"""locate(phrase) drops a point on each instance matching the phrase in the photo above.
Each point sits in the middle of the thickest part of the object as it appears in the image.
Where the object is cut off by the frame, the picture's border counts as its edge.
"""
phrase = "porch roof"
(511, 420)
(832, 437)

--*--

Format each line of the material above as a JSON list of strings, one string per line, skipping any blank lines.

## Written reply:
[
  "\"\"\"locate(phrase) drops a point on each instance matching the phrase in the photo above.",
  "Each point sits in the middle of the thickest part of the object as it appears in the image.",
  "Where the object is cut off by the frame, the picture's border counts as its edge.",
  "\"\"\"",
  "phrase = \"porch roof\"",
  "(511, 420)",
  "(832, 437)"
]